[Point-based annotation data]
******************************

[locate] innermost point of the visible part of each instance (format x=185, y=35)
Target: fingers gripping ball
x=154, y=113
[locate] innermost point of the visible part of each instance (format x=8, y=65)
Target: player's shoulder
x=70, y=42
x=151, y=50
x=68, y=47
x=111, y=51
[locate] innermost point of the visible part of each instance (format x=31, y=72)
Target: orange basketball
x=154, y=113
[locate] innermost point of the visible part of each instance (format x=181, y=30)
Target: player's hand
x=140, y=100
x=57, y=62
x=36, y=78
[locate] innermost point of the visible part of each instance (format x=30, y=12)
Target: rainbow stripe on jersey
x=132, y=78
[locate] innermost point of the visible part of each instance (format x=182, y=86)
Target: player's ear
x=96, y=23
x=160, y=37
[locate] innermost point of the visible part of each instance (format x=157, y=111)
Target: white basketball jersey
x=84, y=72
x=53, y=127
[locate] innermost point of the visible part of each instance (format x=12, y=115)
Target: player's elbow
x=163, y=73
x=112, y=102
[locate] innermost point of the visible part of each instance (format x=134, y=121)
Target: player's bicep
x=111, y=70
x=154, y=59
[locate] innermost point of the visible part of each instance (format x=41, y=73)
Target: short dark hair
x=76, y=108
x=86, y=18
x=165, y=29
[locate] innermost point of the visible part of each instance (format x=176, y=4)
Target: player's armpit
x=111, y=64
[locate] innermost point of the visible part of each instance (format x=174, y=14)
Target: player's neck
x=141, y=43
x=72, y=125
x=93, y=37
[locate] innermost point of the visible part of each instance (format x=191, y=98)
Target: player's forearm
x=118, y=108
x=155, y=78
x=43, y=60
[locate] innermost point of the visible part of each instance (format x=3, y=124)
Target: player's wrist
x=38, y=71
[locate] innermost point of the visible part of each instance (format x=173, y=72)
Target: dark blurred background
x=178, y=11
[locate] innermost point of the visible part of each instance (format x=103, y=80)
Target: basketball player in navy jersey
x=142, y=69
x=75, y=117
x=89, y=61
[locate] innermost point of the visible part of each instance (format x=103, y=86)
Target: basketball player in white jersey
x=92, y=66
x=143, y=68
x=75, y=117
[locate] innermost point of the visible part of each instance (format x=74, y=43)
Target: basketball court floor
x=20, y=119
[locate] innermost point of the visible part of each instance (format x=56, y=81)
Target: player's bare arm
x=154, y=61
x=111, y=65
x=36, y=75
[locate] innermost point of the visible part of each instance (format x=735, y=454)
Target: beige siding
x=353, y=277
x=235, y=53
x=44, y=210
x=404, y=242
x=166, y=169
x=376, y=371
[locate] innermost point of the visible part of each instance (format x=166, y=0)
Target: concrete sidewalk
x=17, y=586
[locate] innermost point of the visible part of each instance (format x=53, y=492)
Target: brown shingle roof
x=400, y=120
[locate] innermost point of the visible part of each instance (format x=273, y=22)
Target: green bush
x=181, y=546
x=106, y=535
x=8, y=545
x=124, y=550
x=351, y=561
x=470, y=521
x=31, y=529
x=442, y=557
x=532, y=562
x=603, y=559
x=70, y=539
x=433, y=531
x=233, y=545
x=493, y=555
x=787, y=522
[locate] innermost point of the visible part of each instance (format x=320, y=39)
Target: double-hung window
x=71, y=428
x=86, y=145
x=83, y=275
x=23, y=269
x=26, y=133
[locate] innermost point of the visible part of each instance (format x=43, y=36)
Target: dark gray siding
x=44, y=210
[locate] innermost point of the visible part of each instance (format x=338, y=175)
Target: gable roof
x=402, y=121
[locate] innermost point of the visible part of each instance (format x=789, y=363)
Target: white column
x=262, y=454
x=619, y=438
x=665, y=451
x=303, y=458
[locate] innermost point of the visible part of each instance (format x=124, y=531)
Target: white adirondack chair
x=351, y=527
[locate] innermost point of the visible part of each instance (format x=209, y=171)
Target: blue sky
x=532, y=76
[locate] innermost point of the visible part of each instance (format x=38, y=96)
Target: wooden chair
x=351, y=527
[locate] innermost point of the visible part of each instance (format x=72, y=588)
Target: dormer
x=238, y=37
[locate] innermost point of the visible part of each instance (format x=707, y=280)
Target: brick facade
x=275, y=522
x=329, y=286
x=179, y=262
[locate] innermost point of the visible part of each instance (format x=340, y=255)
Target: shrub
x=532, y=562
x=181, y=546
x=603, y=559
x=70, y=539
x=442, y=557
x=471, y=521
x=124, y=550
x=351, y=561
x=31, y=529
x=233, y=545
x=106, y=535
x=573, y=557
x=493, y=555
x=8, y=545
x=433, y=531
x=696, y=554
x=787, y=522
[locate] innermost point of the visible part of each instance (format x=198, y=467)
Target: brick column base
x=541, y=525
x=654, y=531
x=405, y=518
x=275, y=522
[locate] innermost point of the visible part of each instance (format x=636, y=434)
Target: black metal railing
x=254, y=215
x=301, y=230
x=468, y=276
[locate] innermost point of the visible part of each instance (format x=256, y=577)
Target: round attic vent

******************************

● **WHAT THE TASK REQUIRES**
Copy down the material exactly as written.

● **RESPONSE BELOW**
[locate] innermost point of the visible part of each instance (format x=185, y=35)
Target: fingers gripping ball
x=154, y=113
[locate] innermost point of the visible part of each instance (format x=8, y=65)
Target: player's shoulder
x=70, y=42
x=151, y=50
x=68, y=47
x=111, y=51
[locate] innermost point of the visible part of each instance (format x=31, y=72)
Target: orange basketball
x=154, y=113
[locate] innermost point of the visible part of each instance (format x=181, y=30)
Target: player's hand
x=140, y=100
x=57, y=62
x=36, y=78
[locate] innermost point of the visible part of each instance (format x=30, y=12)
Target: rainbow stripe on jersey
x=132, y=78
[locate] innermost point of the visible part of each instance (format x=182, y=86)
Target: player's ear
x=96, y=23
x=160, y=37
[locate] innermost point of the visible part of each instance (format x=157, y=111)
Target: white basketball jersey
x=84, y=72
x=53, y=127
[locate] innermost point of the visible part of each instance (format x=12, y=115)
Target: player's elbow
x=163, y=73
x=112, y=102
[locate] innermost point of the visible part of each instance (format x=134, y=121)
Target: player's bicep
x=111, y=70
x=154, y=59
[locate] innermost point of the visible part of each instance (format x=41, y=73)
Target: short dark hair
x=76, y=108
x=86, y=18
x=165, y=29
[locate] innermost point of the visible part of each instance (format x=176, y=4)
Target: player's armpit
x=111, y=64
[locate] innermost point of the visible part of each instance (format x=174, y=14)
Target: player's neck
x=141, y=43
x=72, y=125
x=93, y=37
[locate] innermost point of the visible part of each instance (format x=191, y=98)
Target: player's forearm
x=118, y=108
x=155, y=78
x=43, y=60
[locate] innermost point of the visible part of each instance (format x=3, y=124)
Target: player's wrist
x=38, y=71
[locate] innermost point of the visible part of each instance (format x=173, y=72)
Target: dark blurred background
x=178, y=11
[locate] innermost point of the visible part of each instance (format x=103, y=80)
Target: basketball player in navy jersey
x=142, y=69
x=75, y=117
x=89, y=61
[locate] innermost point of the visible part of each instance (format x=103, y=86)
Target: basketball player in white jersey
x=92, y=66
x=143, y=68
x=75, y=117
[locate] innermost point of the visible part of each instance (format x=74, y=43)
Target: basketball court floor
x=20, y=119
[locate] innermost point of the visible part of each instance (format x=56, y=81)
Target: player's bare arm
x=154, y=61
x=111, y=65
x=36, y=75
[locate] innermost point of the visible part of each instance (format x=735, y=454)
Target: beige siding
x=353, y=277
x=235, y=53
x=44, y=210
x=404, y=242
x=166, y=169
x=376, y=371
[locate] innermost point of the visible part of each instance (format x=166, y=0)
Target: concrete sidewalk
x=17, y=586
[locate] innermost point of the visible part of each instance (format x=53, y=492)
Target: brown shingle roof
x=400, y=120
[locate] innermost point of the visible part of each instance (format x=273, y=22)
Target: green bush
x=181, y=546
x=106, y=535
x=8, y=545
x=124, y=550
x=351, y=561
x=470, y=521
x=31, y=529
x=442, y=557
x=532, y=562
x=603, y=559
x=70, y=539
x=433, y=531
x=233, y=545
x=493, y=555
x=787, y=522
[locate] innermost point of the visible part of each instance (format x=320, y=39)
Target: double-hung window
x=71, y=428
x=86, y=145
x=83, y=275
x=23, y=269
x=26, y=133
[locate] innermost point of the visible part of each instance (format x=43, y=36)
Target: dark gray siding
x=44, y=210
[locate] innermost point of the visible part of each instance (format x=338, y=175)
Target: gable roof
x=402, y=121
[locate] innermost point of the visible part of each instance (format x=789, y=363)
Target: white column
x=262, y=454
x=619, y=438
x=665, y=451
x=303, y=458
[locate] innermost point of the visible part of each instance (format x=124, y=531)
Target: white adirondack chair
x=351, y=527
[locate] innermost point of the visible part of each instance (format x=209, y=171)
Target: blue sky
x=532, y=76
[locate] innermost point of the visible part of each instance (format x=38, y=96)
Target: wooden chair
x=351, y=527
[locate] innermost point of the visible part of each instance (format x=72, y=588)
Target: dormer
x=238, y=37
[locate] innermost point of the visible part of each instance (format x=707, y=280)
Target: brick facade
x=275, y=522
x=329, y=286
x=179, y=262
[locate] innermost point of the visible part of each instance (format x=340, y=255)
Target: shrub
x=532, y=562
x=181, y=546
x=603, y=559
x=70, y=539
x=442, y=557
x=471, y=521
x=124, y=550
x=351, y=561
x=31, y=529
x=233, y=545
x=106, y=535
x=573, y=557
x=493, y=555
x=8, y=545
x=433, y=531
x=696, y=554
x=787, y=522
[locate] innermost point of the visible part of each instance (format x=198, y=467)
Target: brick column base
x=541, y=525
x=654, y=531
x=405, y=518
x=275, y=522
[locate] innermost point of the visible part of each instance (format x=636, y=434)
Target: black metal railing
x=254, y=215
x=301, y=230
x=468, y=276
[locate] innermost point of the visible part of each instance (format x=256, y=577)
Target: round attic vent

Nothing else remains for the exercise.